* Given text
:::::
Always eager to prove their superiority to their Western foes, the North Korean regime has a reputation for making extraordinary claims and exaggerating its achievements. When it comes to technology, North Korea has been especially apt to tout its many homegrown innovations.

The ruling ideology of the country, Juche, calls for self-reliance of the Korean nation. In this spirit, these inventions serve as propaganda tools, helping the regime to deceive its citizens into believing that their country is on an equal technological footing with the rest of the world. However, looking a little closer, one will find that most of these homegrown “innovations” are usually nothing more than inferior-quality copies of foreign products.

10 Arirang Smartphone

Photo credit: Phone Arena

The Arirang, named after a Korean folk song, is North Korea’s first attempt at manufacturing its own smartphone. The device, announced in 2013, was reported by North Korean state news to be entirely built within the country. Supreme Leader Kim Jong Un himself personally inspected the phone in an effort to help promote it.[1]

The phone appears to run on a modified form of the Android operating system, but the actual functionality of the device is questionable, given that there is no outside Internet access in North Korea. Koryolink, the country’s sole cell service provider, only permits domestic calls and access to a small amount of approved websites on the country’s “intranet” service.

The design of the phone itself has been called into question. Experts have noted the similarity of the design to the low-end Chinese Uniscope U1201 smartphone (which you can see for yourself in the above picture). There is speculation that the Arirang may actually be produced in China and shipped to North Korean “factories,” allowing the regime to take credit for the technology.
:::::
* Supplied data
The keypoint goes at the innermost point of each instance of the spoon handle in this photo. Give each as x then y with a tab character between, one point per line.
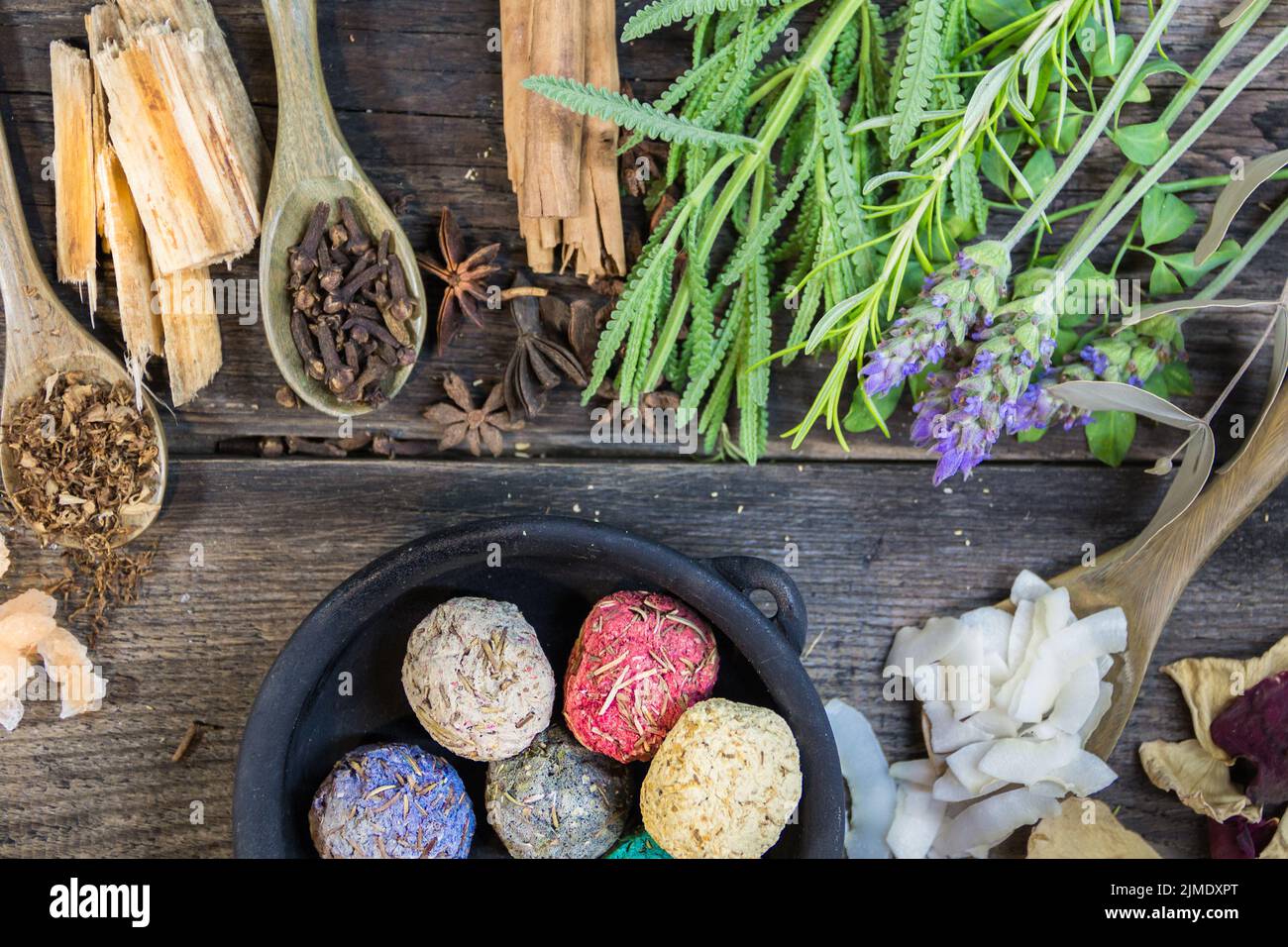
:::::
* What to work on
Reproduce word for word the part of the North Korea passage from "The ruling ideology" up to and including "of foreign products.".

* Response to this exercise
The ruling ideology of the country, Juche, calls for self-reliance of the Korean nation. In this spirit, these inventions serve as propaganda tools, helping the regime to deceive its citizens into believing that their country is on an equal technological footing with the rest of the world. However, looking a little closer, one will find that most of these homegrown “innovations” are usually nothing more than inferior-quality copies of foreign products.